Exercises:
a - In the piece on police lies below, list every statement that police are quoted as saying when they lie about evidence.
b - Answer these about the piece on police lies below:
(i) Which law office does the piece name?
(ii) According to the opening, what protects the lying and manipulation used by police?
(iii) What two hopes lead police to lie about incriminating evidence?
c - Carry on the piece on police lies below, starting right after its last sentence.

Extract to read:

__________

Justice Is Blind: Common Lies Told by Police

The public generally trusts police officers to uphold and fight for what’s right, but did you know that they can lie in order to obtain the truth? In fact, lying and manipulation are not only common tactics used by police, but these tactics are protected by the judicial system. If an authority can lie to you to get what they want, it may be a good idea to learn about the lies they can tell. Luckily, the Law Offices of Kevin Cahill is here to shine a light on the most common deceptions used in police investigations.

Lies About Evidence

Police can tell those they are interrogating that they have incriminating evidence that proves their guilt.

Under this lie, police say things like:

  • “We have your fingerprints on the weapon.”
  • “We found a hair at the crime scene, it matches your DNA.”
  • “Your blood was found on the floor.”

Police lie about evidence for a couple of reasons. They could lie about incriminating evidence in hopes that the person being questioned will give information on another suspect, or they could lie in hopes that the suspect will willingly give a confession.

__________

Material provided:
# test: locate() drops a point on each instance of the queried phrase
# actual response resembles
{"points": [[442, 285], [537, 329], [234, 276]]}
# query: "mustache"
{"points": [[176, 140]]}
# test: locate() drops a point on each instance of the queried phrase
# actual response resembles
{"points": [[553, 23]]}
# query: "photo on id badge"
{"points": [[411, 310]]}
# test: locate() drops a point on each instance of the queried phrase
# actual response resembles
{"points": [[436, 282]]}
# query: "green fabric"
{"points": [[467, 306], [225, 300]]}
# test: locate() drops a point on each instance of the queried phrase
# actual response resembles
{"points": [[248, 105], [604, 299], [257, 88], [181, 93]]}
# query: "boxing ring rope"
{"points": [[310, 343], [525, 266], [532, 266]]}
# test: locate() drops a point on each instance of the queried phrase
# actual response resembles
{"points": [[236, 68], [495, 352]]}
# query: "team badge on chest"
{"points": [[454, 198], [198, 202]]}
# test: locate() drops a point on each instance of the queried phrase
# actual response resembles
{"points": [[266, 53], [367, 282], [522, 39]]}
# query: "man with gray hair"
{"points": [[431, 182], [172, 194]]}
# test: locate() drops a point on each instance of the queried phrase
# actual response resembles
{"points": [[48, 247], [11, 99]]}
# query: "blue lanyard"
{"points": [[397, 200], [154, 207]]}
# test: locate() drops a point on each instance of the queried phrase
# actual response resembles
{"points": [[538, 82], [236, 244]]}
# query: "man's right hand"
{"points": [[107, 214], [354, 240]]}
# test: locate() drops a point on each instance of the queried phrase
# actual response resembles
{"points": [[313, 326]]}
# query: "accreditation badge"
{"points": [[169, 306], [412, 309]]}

__________

Responses in order:
a -
- "We have your fingerprints on the weapon."
- "We found a hair at the crime scene, it matches your DNA."
- "Your blood was found on the floor."

b -
(i) The Law Offices of Kevin Cahill.
(ii) The judicial system.
(iii) That the person being questioned will give information on another suspect, or that the suspect will willingly give a confession.

c -
Lies About Tests

Cops can tell people a polygraph test will prove innocence or guilt when, in reality, a polygraph test cannot prove guilt or innocence. Additionally, officers will sometimes makeup fake tests and tell people that they have them, “dead to rights” when they “fail” the test.

Under this lie, police say things like:

  • “The polygraph shows you just lied, which proves it was you.”
  • “If you blink in the middle of a sentence that means you’re lying. So you just lied to me.”

Lies About Eyewitnesses

Similar to lies about evidence, police can say that an eyewitness saw a suspect commit a crime when, in reality, no eyewitness exists. This lie can put pressure on suspects to confirm or deny their whereabouts during the timeframe of the crime.

Under this lie, police say things like:

  • “We have an eyewitness who can place you at the scene of the crime.”
  • “We know you did it because someone saw you do it.”

Lies About Recording Conversations

Police have no obligation to tell someone if their conversation is being recorded, in fact, police can lie to people about recording their conversations. In some circumstances, police will bring a handheld recording device into an interrogation room, turn it off in front of a suspect, and say that the conversation is off the record: all while an active audio recorder sits inside the walls of the room. Therefore, it is never wise to trust when an officer says a conversation is off the record.

Under this lie, police say things like:

  • “We aren’t recording this conversation, so you can speak freely.”
  • “You just watched me turn of the recorder, so you can speak freely.”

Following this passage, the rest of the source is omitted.